━━ TEXTO DADO ━━
Trad. Damià Alou. Blackie Books, Barcelona, 2010. 178 pp. 19 €
Cristina Consuegra
En abril de 2010, la editorial Blackie Books publica La pesca de la trucha en América, del autor norteamericano Richard Brautigan, iniciando, de este modo, la biblioteca que lleva el nombre del escritor nacido en Tacoma, uno de los mayores iconoclastas de la historia de la literatura que mejor supo abrir en canal el canon occidental. Meses después, esta misma editorial nos ofrece el segundo título de la colección, Un general confederado de Big Sur, libro objeto de este texto, desvelos varios y delirios literarios que pensaba perdidos por siempre.
━━━
* TAREAS PROPUESTAS:
1. Transcribe del texto dado el fragmento que comienza con las palabras que contienen "Trad. Damià Alou." y concluye con "perdidos por siempre.".
2. Responde, a partir del texto dado, las siguientes preguntas:
(a) ¿Qué editorial publica La pesca de la trucha en América?
(b) ¿En qué ciudad nació Richard Brautigan?
(c) ¿Cuál es el segundo título de la colección?
3. Traduce al inglés esta oración del texto dado: "Meses después, esta misma editorial nos ofrece el segundo título de la colección, Un general confederado de Big Sur, libro objeto de este texto, desvelos varios y delirios literarios que pensaba perdidos por siempre."
━━ ENTRADAS DEL CONJUNTO ━━
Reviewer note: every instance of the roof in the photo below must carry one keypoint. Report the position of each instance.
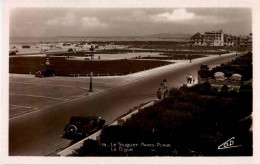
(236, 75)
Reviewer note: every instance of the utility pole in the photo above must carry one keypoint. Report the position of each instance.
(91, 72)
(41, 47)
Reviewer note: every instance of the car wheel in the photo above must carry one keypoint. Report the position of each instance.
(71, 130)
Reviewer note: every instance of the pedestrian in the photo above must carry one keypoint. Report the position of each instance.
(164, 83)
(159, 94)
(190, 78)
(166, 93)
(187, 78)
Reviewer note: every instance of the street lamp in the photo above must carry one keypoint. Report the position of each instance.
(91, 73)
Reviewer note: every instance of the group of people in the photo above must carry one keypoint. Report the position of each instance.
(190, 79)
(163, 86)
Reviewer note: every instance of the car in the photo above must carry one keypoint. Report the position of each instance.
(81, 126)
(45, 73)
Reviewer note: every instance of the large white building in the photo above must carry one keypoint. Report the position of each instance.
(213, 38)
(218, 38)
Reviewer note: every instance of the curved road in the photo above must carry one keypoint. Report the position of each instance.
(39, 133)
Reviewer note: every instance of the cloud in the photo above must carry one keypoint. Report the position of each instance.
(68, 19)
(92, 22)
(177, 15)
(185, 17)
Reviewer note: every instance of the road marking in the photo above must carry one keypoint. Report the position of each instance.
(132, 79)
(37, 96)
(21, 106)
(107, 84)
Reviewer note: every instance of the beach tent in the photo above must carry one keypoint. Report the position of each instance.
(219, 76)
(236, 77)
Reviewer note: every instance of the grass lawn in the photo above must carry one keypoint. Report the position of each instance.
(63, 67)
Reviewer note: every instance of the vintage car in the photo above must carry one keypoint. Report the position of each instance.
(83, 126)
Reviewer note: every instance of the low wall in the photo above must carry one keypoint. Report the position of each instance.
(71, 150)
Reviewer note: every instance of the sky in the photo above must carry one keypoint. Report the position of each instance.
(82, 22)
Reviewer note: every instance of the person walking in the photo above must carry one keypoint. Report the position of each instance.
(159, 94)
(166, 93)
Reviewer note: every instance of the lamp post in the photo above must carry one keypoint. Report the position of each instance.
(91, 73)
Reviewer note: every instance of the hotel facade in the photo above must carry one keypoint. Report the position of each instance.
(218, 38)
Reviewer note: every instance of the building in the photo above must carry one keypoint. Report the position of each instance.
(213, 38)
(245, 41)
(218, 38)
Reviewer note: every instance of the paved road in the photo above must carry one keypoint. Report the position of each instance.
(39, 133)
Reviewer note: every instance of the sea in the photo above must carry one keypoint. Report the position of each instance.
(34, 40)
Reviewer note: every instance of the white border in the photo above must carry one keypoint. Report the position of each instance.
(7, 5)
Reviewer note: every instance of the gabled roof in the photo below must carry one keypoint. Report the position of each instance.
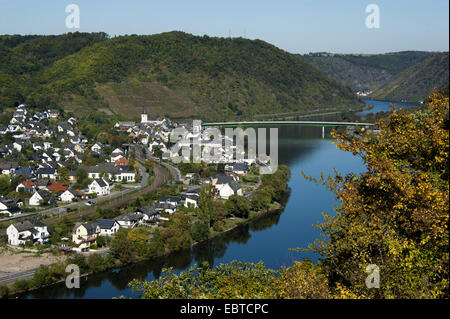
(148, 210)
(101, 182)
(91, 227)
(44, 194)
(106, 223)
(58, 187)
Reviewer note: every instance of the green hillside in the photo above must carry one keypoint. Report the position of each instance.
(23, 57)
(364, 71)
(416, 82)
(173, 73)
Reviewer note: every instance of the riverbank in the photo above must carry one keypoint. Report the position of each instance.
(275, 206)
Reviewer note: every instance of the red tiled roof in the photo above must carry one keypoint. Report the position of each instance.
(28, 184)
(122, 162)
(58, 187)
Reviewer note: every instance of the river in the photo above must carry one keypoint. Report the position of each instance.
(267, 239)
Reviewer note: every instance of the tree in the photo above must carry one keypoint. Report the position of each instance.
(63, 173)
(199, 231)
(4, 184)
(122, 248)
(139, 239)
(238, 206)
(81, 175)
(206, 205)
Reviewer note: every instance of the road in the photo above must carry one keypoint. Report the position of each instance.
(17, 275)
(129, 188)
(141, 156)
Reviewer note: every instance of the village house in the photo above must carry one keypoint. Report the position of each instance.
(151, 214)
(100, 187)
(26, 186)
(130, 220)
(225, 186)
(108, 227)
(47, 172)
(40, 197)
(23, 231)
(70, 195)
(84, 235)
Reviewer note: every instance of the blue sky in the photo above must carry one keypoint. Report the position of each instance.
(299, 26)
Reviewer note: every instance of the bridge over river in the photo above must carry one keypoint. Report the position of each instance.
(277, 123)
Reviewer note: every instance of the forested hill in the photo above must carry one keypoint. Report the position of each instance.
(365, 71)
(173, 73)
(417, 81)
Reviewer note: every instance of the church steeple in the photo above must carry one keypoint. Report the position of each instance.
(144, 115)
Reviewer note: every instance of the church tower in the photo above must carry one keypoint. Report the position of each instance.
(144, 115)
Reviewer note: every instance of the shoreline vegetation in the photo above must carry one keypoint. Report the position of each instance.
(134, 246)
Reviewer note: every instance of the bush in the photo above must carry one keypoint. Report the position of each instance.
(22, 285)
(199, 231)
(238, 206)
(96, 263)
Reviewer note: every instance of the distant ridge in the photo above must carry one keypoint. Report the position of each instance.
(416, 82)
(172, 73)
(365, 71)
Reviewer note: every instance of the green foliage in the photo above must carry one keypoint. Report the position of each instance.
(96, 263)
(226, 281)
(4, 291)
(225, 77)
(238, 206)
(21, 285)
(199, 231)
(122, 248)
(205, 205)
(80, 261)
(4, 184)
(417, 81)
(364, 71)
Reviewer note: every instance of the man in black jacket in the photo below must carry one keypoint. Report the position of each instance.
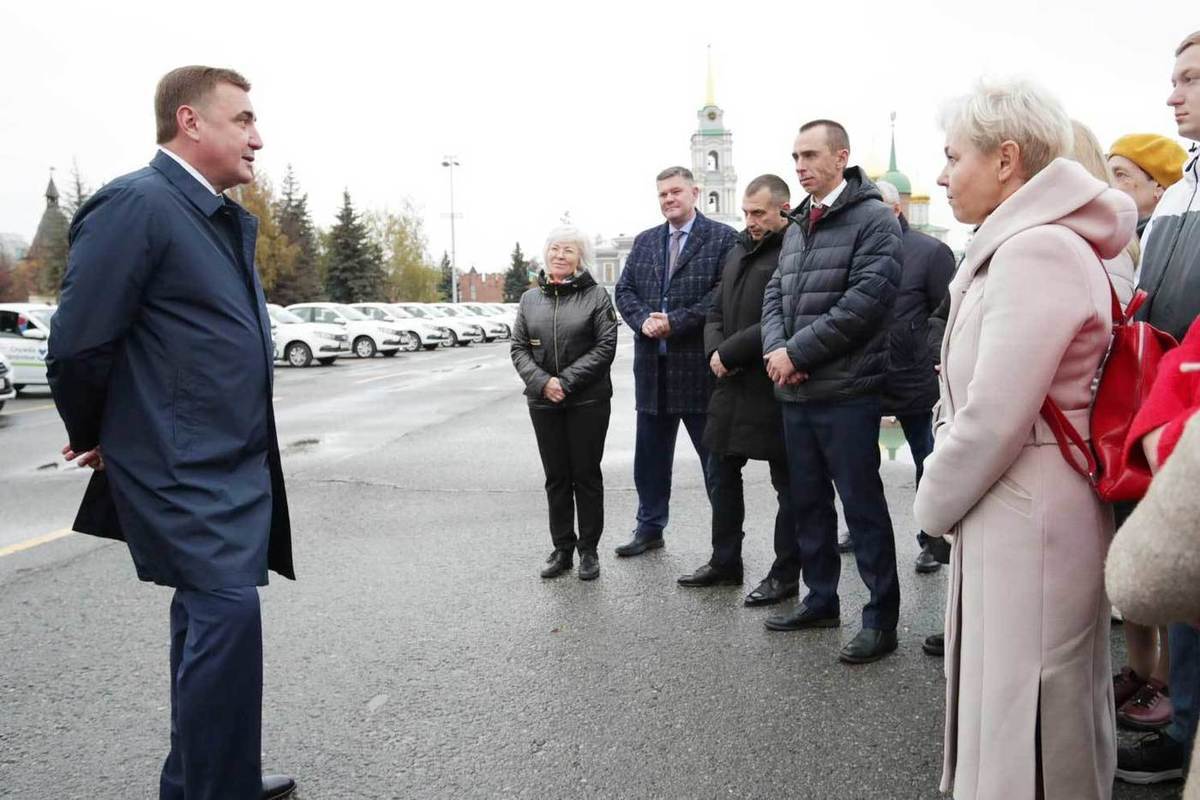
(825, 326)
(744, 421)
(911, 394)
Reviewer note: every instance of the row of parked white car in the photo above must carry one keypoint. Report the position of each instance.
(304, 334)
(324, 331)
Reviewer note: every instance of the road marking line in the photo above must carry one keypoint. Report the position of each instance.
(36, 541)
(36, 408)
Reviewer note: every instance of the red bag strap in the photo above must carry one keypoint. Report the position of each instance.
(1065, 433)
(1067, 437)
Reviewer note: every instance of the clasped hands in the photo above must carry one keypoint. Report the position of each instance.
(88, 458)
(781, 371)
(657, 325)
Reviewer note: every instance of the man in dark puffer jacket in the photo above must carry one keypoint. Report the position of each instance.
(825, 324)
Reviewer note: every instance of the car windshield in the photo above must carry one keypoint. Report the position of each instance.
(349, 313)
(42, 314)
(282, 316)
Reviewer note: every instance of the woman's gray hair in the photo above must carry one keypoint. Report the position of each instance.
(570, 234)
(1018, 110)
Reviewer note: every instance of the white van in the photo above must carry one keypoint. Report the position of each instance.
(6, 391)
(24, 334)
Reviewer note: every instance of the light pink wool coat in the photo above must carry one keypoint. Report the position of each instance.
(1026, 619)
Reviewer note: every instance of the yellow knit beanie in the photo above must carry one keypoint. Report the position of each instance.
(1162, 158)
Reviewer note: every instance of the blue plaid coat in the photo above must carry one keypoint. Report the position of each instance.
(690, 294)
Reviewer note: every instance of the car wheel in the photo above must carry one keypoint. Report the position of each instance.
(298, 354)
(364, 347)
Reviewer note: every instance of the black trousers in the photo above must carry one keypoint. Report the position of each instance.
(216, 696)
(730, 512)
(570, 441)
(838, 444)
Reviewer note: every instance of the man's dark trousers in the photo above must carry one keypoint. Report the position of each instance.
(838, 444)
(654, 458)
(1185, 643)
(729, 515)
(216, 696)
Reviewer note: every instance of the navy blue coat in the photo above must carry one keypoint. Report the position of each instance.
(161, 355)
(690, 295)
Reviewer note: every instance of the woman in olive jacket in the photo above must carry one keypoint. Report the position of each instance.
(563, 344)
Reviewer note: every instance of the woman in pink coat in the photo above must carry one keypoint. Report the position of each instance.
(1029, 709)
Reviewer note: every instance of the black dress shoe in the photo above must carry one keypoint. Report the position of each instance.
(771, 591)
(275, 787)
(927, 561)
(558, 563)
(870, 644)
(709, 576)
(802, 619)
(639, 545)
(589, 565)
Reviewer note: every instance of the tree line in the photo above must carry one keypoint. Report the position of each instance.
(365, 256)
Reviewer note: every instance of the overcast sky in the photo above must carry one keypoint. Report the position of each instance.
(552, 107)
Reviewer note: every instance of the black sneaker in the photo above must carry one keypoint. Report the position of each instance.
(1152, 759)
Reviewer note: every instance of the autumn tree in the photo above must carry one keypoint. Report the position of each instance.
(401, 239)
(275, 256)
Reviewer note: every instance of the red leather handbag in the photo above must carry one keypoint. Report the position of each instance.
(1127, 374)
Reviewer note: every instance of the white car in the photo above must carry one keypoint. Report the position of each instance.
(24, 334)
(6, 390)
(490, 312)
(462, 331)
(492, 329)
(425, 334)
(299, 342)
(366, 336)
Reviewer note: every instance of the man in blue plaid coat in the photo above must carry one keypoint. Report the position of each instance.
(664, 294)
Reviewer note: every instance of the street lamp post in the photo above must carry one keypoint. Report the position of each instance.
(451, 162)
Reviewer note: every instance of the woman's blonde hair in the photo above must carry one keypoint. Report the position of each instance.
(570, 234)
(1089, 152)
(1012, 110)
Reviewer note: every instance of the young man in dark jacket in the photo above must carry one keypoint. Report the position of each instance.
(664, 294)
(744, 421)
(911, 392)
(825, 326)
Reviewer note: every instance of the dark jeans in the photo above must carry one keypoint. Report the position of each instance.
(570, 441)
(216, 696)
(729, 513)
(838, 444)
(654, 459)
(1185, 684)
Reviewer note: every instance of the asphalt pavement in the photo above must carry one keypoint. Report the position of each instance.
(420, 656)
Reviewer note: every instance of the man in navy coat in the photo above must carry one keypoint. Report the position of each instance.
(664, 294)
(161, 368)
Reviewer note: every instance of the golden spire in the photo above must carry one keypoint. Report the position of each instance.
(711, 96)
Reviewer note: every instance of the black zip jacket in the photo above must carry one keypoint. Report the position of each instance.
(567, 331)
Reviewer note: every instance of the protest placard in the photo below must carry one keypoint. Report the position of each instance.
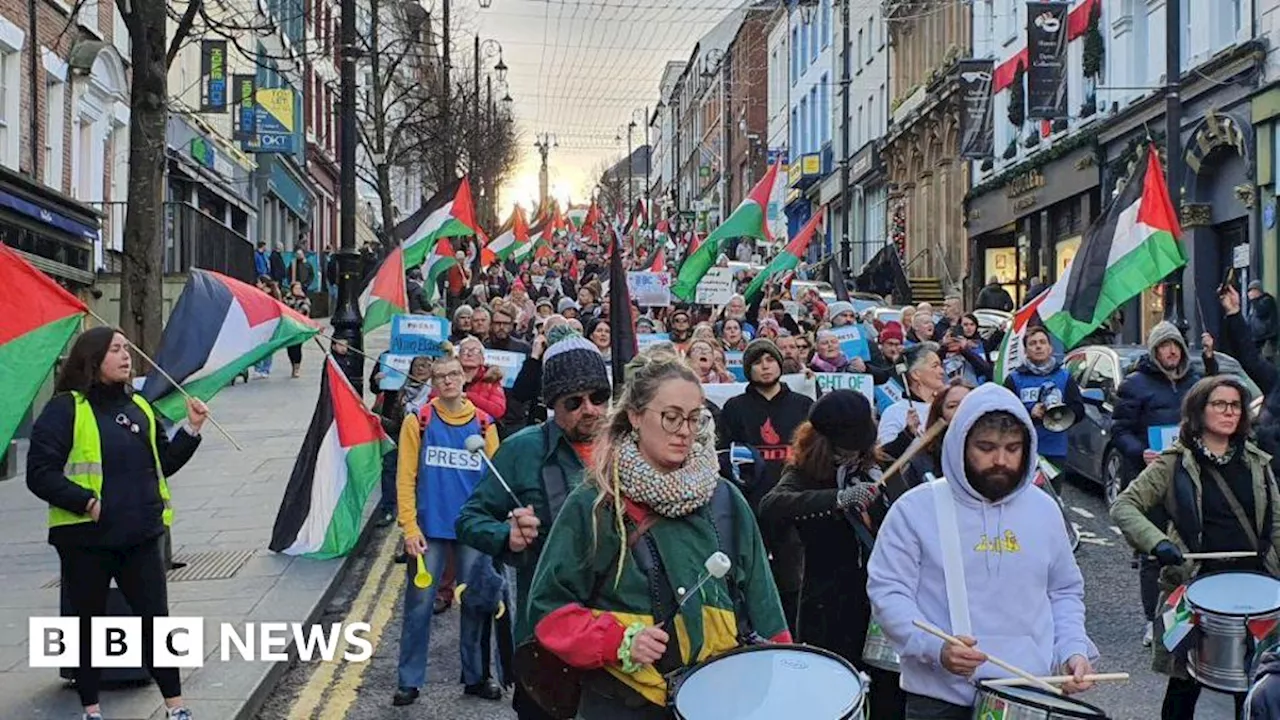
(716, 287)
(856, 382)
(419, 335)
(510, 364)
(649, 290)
━━━
* RESPUESTAS POR TAREA:
1.
Trad. Damià Alou. Blackie Books, Barcelona, 2010. 178 pp. 19 €
Cristina Consuegra
En abril de 2010, la editorial Blackie Books publica La pesca de la trucha en América, del autor norteamericano Richard Brautigan, iniciando, de este modo, la biblioteca que lleva el nombre del escritor nacido en Tacoma, uno de los mayores iconoclastas de la historia de la literatura que mejor supo abrir en canal el canon occidental. Meses después, esta misma editorial nos ofrece el segundo título de la colección, Un general confederado de Big Sur, libro objeto de este texto, desvelos varios y delirios literarios que pensaba perdidos por siempre.

2.
(a) Blackie Books.
(b) En Tacoma.
(c) Un general confederado de Big Sur.

3. Months later, this same publisher offers us the second title in the collection, A Confederate General from Big Sur, the book that is the subject of this text, assorted sleepless nights and literary ravings I thought were lost forever.